*SELECTED EXTRACT*.
•••••
These pan-fried pork chops are juicy and have a beautiful colour on them. They've been brined overnight so you know that you're going to get that tenderness all through. It is actually quite easy to get these cooked on the stove stop even though making them in the oven or over a grill works well too. These pork chops still have the bone attached and this helps in keeping them juicy, as they should be.
What also definitely helps in getting the pork chops tender, is marinading them in yoghurt or milk or even lemon juice. These marinades help in breaking down the protein in the meat for fantastic results. The chops for this recipe were brined first and then seasoned with a dry rub - the perfect pan-fried chops. No flour or extra breading necessary.
When pan-frying the chops you want your pan or skillet to be very hot. That way you get a nice sear on the chops and even just aesthetically, it looks really good. If you're looking for another delicious pork recipe then this spicy pork stew with vegetables is worth trying.
These pan-fried pork chops are packed with flavour, incredibly juicy and a treat to eat. They go incredibly well with an onion sauce, these smashed potatoes or this simple salad. Wash it down with this refreshing tangerine juice and that's happiness by way of food.
•••••
*EXTRACTED DATA*.
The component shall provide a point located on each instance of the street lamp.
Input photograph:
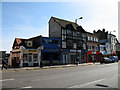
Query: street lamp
(76, 40)
(110, 40)
(78, 19)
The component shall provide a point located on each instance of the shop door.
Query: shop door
(30, 63)
(73, 58)
(51, 60)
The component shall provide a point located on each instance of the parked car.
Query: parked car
(114, 58)
(105, 60)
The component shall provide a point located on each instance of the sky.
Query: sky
(29, 19)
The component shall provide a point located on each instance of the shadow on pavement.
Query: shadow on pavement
(100, 85)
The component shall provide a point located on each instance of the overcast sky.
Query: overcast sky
(30, 19)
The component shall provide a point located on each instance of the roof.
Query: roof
(64, 23)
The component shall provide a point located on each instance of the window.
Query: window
(89, 38)
(56, 41)
(84, 46)
(63, 31)
(44, 40)
(74, 33)
(90, 47)
(50, 41)
(78, 34)
(75, 45)
(35, 58)
(25, 58)
(63, 37)
(96, 48)
(96, 39)
(29, 43)
(70, 43)
(63, 44)
(69, 32)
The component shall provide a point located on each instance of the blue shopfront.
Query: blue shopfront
(51, 54)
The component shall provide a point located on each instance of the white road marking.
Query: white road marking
(85, 84)
(7, 79)
(27, 87)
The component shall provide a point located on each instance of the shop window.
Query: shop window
(90, 58)
(25, 58)
(70, 43)
(29, 43)
(74, 33)
(89, 38)
(69, 32)
(57, 41)
(63, 31)
(44, 40)
(35, 58)
(96, 39)
(63, 37)
(78, 34)
(63, 44)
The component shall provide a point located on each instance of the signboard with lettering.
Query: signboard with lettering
(31, 51)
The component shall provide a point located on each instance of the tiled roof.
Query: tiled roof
(63, 22)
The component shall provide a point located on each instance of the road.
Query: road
(90, 76)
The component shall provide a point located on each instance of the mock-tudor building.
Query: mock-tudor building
(93, 46)
(107, 42)
(73, 39)
(29, 52)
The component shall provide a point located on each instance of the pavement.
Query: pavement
(49, 67)
(85, 76)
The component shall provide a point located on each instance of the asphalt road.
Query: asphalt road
(91, 76)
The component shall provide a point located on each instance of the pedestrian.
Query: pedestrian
(3, 64)
(77, 61)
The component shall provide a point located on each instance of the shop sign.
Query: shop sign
(41, 47)
(30, 51)
(79, 51)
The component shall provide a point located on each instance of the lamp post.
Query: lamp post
(110, 41)
(76, 39)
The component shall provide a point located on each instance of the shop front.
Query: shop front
(83, 56)
(93, 56)
(51, 57)
(30, 58)
(70, 56)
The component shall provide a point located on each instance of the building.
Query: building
(51, 51)
(107, 42)
(29, 52)
(2, 56)
(93, 53)
(7, 58)
(118, 49)
(104, 44)
(73, 39)
(112, 40)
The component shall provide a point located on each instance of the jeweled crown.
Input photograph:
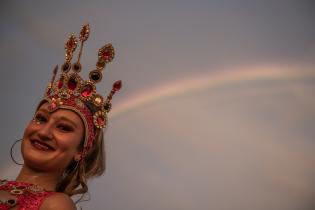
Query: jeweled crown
(71, 92)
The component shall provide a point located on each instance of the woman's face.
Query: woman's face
(51, 139)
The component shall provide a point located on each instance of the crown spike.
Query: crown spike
(54, 74)
(70, 46)
(116, 87)
(84, 35)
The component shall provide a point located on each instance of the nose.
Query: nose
(45, 132)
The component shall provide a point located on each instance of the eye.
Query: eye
(40, 118)
(65, 127)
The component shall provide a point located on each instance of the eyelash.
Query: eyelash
(39, 119)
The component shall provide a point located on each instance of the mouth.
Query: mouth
(40, 145)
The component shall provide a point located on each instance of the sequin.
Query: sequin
(31, 198)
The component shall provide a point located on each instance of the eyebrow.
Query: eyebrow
(59, 118)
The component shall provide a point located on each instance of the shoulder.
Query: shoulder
(58, 201)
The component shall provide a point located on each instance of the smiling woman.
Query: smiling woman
(63, 145)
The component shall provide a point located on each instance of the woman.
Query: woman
(62, 146)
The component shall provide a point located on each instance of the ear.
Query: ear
(78, 156)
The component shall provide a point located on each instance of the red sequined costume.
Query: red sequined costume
(27, 196)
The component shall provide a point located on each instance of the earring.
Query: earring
(11, 152)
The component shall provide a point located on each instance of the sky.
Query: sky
(217, 108)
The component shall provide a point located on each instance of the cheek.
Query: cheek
(69, 142)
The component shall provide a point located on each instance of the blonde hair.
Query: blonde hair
(74, 179)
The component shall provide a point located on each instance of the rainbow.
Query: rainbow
(241, 75)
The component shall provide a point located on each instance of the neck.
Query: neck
(47, 180)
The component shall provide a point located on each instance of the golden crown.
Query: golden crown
(71, 92)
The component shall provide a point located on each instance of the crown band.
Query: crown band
(71, 92)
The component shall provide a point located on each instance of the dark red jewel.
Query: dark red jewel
(60, 83)
(65, 67)
(77, 67)
(72, 83)
(117, 85)
(100, 121)
(95, 76)
(107, 107)
(87, 91)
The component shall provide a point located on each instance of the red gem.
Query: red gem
(117, 85)
(72, 84)
(53, 105)
(60, 83)
(106, 55)
(71, 44)
(87, 91)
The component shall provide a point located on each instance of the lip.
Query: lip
(40, 145)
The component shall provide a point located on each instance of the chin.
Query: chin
(41, 159)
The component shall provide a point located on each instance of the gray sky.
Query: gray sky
(217, 109)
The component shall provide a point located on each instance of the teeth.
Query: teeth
(44, 146)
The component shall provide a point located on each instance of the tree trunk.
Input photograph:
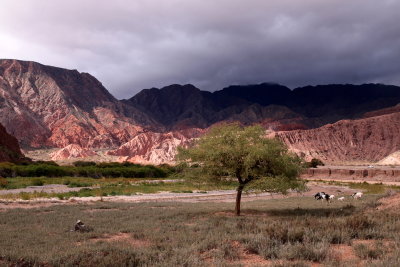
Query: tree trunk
(238, 198)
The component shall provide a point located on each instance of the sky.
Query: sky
(130, 45)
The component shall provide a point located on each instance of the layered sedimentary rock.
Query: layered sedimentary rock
(180, 106)
(9, 147)
(155, 148)
(45, 106)
(392, 159)
(369, 139)
(185, 106)
(72, 151)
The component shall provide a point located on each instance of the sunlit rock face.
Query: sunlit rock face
(365, 140)
(72, 151)
(44, 106)
(156, 148)
(9, 147)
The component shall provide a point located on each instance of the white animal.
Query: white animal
(357, 195)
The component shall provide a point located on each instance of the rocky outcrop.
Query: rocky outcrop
(392, 159)
(45, 106)
(367, 140)
(155, 148)
(72, 151)
(185, 106)
(9, 147)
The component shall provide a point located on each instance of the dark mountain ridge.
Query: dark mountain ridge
(310, 106)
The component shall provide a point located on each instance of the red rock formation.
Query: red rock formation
(369, 139)
(9, 147)
(392, 159)
(71, 152)
(48, 106)
(155, 148)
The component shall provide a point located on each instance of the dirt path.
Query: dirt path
(211, 196)
(353, 181)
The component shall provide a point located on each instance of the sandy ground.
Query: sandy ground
(51, 188)
(211, 196)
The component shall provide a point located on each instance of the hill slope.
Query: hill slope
(370, 139)
(54, 107)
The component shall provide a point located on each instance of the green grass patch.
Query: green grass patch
(183, 234)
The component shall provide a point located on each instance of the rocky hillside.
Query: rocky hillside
(185, 106)
(155, 148)
(370, 139)
(9, 147)
(44, 106)
(47, 107)
(178, 106)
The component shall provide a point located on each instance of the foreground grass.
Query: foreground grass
(122, 186)
(296, 230)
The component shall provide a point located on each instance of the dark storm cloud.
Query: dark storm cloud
(130, 45)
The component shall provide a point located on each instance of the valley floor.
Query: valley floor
(292, 231)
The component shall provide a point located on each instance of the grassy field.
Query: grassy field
(295, 231)
(107, 187)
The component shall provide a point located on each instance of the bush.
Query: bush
(84, 163)
(37, 182)
(3, 182)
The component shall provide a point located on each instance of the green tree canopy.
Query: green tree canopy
(243, 153)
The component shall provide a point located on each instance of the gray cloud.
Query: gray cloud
(131, 45)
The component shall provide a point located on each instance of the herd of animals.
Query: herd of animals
(324, 196)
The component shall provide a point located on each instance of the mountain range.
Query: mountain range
(50, 107)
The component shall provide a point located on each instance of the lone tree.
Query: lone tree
(232, 151)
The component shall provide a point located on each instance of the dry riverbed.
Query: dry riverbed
(209, 196)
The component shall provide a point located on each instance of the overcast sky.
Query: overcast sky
(136, 44)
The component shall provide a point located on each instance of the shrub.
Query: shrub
(37, 182)
(3, 182)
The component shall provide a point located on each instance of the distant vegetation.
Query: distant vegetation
(314, 163)
(84, 169)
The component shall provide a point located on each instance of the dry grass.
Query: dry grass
(295, 231)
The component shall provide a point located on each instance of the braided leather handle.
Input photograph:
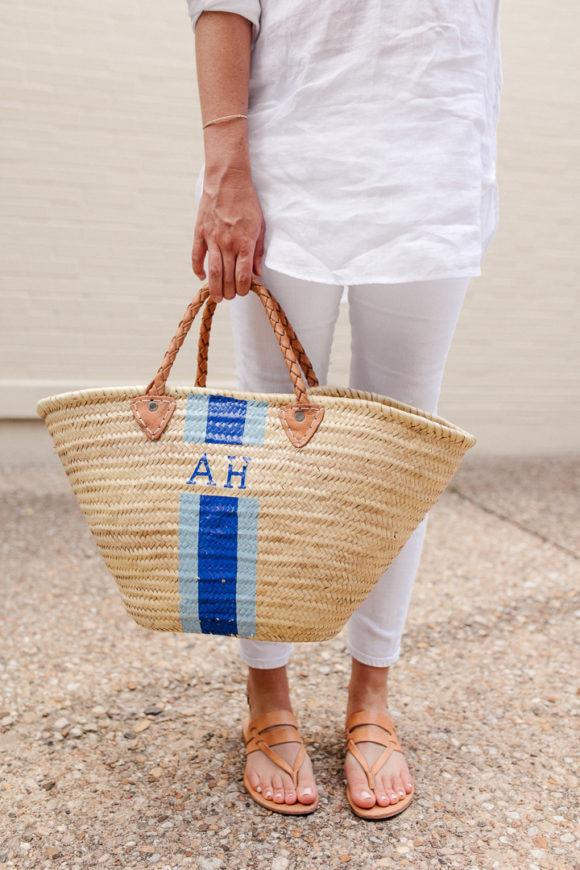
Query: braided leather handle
(277, 320)
(204, 337)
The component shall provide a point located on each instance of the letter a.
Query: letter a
(201, 473)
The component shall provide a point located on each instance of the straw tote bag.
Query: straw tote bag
(259, 515)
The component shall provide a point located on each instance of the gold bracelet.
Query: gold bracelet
(224, 118)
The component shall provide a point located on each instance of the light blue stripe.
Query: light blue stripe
(255, 422)
(188, 571)
(247, 560)
(196, 417)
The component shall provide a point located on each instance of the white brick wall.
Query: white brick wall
(99, 154)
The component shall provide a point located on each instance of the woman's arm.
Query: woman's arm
(230, 226)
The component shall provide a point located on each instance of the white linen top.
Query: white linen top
(372, 135)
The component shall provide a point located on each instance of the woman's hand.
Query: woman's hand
(230, 228)
(230, 225)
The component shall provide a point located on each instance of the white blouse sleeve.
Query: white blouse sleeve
(250, 9)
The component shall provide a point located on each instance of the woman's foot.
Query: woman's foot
(368, 691)
(268, 690)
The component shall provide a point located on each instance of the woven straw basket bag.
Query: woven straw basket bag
(262, 515)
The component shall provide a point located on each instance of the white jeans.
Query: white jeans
(400, 338)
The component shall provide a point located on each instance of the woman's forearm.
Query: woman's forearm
(230, 225)
(222, 48)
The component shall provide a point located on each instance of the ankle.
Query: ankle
(268, 689)
(367, 688)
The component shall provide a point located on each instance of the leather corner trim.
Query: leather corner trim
(153, 413)
(301, 430)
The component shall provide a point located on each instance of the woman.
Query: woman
(346, 145)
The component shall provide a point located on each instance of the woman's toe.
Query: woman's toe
(398, 786)
(360, 791)
(381, 792)
(306, 790)
(254, 779)
(278, 788)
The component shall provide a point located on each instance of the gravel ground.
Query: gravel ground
(121, 747)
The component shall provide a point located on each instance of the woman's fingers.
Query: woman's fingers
(243, 272)
(198, 254)
(215, 272)
(259, 250)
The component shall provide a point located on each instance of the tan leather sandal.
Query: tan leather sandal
(365, 726)
(256, 737)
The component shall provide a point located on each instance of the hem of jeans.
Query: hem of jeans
(260, 663)
(373, 661)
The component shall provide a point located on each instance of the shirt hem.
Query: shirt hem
(303, 275)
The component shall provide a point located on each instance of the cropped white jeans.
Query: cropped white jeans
(400, 338)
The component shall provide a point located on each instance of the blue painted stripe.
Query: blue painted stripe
(216, 419)
(187, 548)
(226, 418)
(195, 417)
(217, 560)
(255, 427)
(247, 561)
(218, 551)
•••••
*WORK INSTRUCTION A*.
Restate word for word the portion of the pork chop text from "What also definitely" up to and including "extra breading necessary.".
*WORK INSTRUCTION B*.
According to the pork chop text, what were the chops seasoned with after they were brined?
*WORK INSTRUCTION C*.
Using the pork chop text, explain why the pan or skillet should be very hot when pan-frying the chops.

*TASK RESPONSE A*.
What also definitely helps in getting the pork chops tender, is marinading them in yoghurt or milk or even lemon juice. These marinades help in breaking down the protein in the meat for fantastic results. The chops for this recipe were brined first and then seasoned with a dry rub - the perfect pan-fried chops. No flour or extra breading necessary.

*TASK RESPONSE B*.
A dry rub.

*TASK RESPONSE C*.
A very hot pan or skillet gives the chops a nice sear. The sear also makes them look really good.